Could the data below be retyped exactly, without its pictures?

== Source material ==

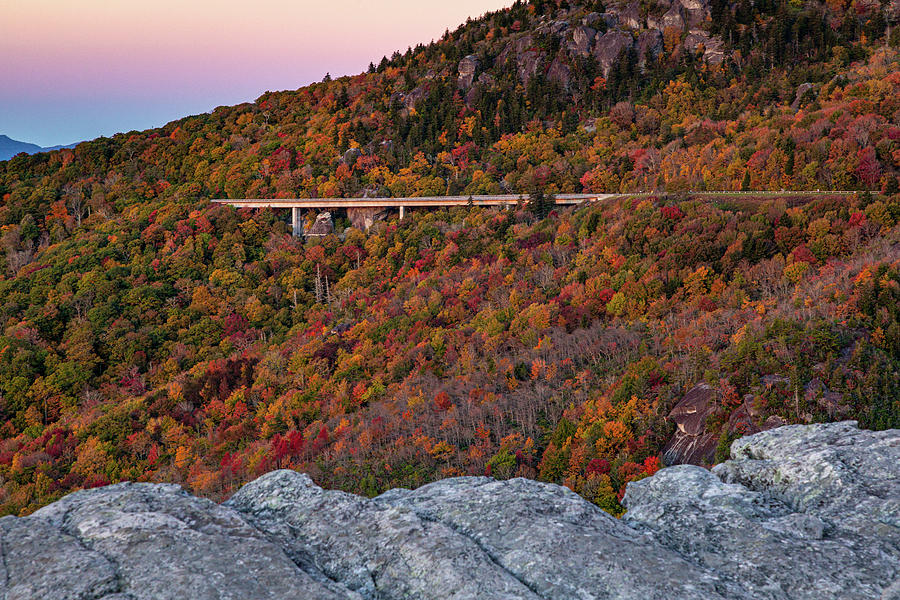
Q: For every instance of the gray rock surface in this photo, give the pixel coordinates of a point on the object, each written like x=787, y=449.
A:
x=374, y=549
x=808, y=511
x=799, y=512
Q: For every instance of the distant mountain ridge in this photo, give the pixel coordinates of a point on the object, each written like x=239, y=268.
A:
x=10, y=147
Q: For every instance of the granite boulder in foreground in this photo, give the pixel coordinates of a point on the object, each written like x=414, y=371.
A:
x=798, y=512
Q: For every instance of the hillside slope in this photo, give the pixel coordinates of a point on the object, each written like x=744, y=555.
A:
x=148, y=335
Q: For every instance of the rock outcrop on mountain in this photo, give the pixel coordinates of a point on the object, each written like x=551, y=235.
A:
x=798, y=512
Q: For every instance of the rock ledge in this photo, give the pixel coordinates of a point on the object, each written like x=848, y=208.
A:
x=798, y=512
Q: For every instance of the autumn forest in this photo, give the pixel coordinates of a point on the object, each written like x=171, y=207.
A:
x=147, y=334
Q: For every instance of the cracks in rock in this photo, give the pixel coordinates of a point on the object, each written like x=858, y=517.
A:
x=5, y=565
x=305, y=564
x=494, y=559
x=118, y=581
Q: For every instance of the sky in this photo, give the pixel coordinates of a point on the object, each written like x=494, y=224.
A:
x=73, y=70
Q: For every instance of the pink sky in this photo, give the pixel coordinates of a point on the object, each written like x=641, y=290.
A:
x=77, y=69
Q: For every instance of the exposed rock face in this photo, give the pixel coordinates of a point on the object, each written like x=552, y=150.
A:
x=150, y=542
x=713, y=49
x=322, y=227
x=800, y=512
x=467, y=69
x=363, y=218
x=650, y=44
x=609, y=47
x=582, y=38
x=691, y=443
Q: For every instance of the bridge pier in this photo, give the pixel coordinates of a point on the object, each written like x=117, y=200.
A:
x=295, y=222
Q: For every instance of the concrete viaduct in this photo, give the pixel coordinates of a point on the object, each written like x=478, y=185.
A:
x=363, y=211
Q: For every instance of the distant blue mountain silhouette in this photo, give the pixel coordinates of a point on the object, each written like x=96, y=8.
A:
x=10, y=147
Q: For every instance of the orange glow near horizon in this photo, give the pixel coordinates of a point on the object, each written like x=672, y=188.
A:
x=165, y=59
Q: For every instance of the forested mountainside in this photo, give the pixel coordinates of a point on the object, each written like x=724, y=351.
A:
x=148, y=335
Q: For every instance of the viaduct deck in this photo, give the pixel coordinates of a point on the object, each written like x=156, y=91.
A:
x=298, y=204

===

Answer:
Q: For every instance of the gray rock surface in this photo, give the pixel coordinates of a point on the object, each written like x=787, y=449.
A:
x=374, y=549
x=808, y=511
x=799, y=512
Q: For every instance of the distant mountain ridge in this photo, give the pixel coordinates of a point on the object, each written like x=239, y=268.
A:
x=10, y=147
Q: For every instance of the granite boulder in foreground in this photo, give the pixel coordinates of a point on the object, each written like x=414, y=371.
A:
x=798, y=512
Q: For every instance of the hillside slope in this photo, give the pixel coordinates of a point on the object, each written like x=744, y=555.
A:
x=148, y=335
Q: For every instance of the rock outcrop on mountain in this photo, give the pixel coordinates of a point on the object, each written like x=551, y=235.
A:
x=798, y=512
Q: For every instance of the rock ledge in this photo, give the pixel coordinates of a point on the object, each written like x=848, y=208.
A:
x=798, y=512
Q: For every instance of the autumn forest in this photo, give the pixel coordinates of a point on the object, each written like x=171, y=207.
A:
x=147, y=334
Q: For every instance of the cracks in rock in this photo, give the pixel coordinates of a point on the object, each written like x=858, y=517.
A:
x=5, y=565
x=305, y=564
x=494, y=559
x=118, y=581
Q: For every instance of the sky in this photo, give the pixel coordinates of a point on the object, each written like x=494, y=224.
A:
x=73, y=70
Q: For every instance of the pink sky in this photo, give the pixel coordinates of a point on the object, each written like x=641, y=290.
A:
x=77, y=69
Q: For every instance of the exposed rock face in this photo, give the pixel coordinates of a point on the object, each written like x=552, y=150.
A:
x=150, y=542
x=713, y=49
x=322, y=227
x=800, y=512
x=467, y=69
x=363, y=218
x=650, y=44
x=609, y=47
x=582, y=38
x=691, y=443
Q: For every instance of the bridge pier in this photo, give the pixel coordinates of a point on the object, each written like x=117, y=200.
A:
x=295, y=222
Q: For every instance of the concrete viaduct in this photo, give the pixel coordinates of a point on the object, each written like x=478, y=185.
A:
x=363, y=211
Q: For every instance of the distant blue mountain silhouette in this photo, give the pixel coordinates of a point on the object, each written like x=96, y=8.
A:
x=10, y=147
Q: For every instance of the orange glow near horizon in this photo, give the pixel coordinates of a point on the object, each written like x=672, y=188.
A:
x=165, y=59
Q: For every instance of the forested mountainside in this photo, give the pixel coordinates of a point on the object, each written like x=724, y=351.
A:
x=148, y=335
Q: For every instance of the viaduct deck in this photo, give the pixel coordinates of a point on the object, each written like x=156, y=91.
A:
x=298, y=204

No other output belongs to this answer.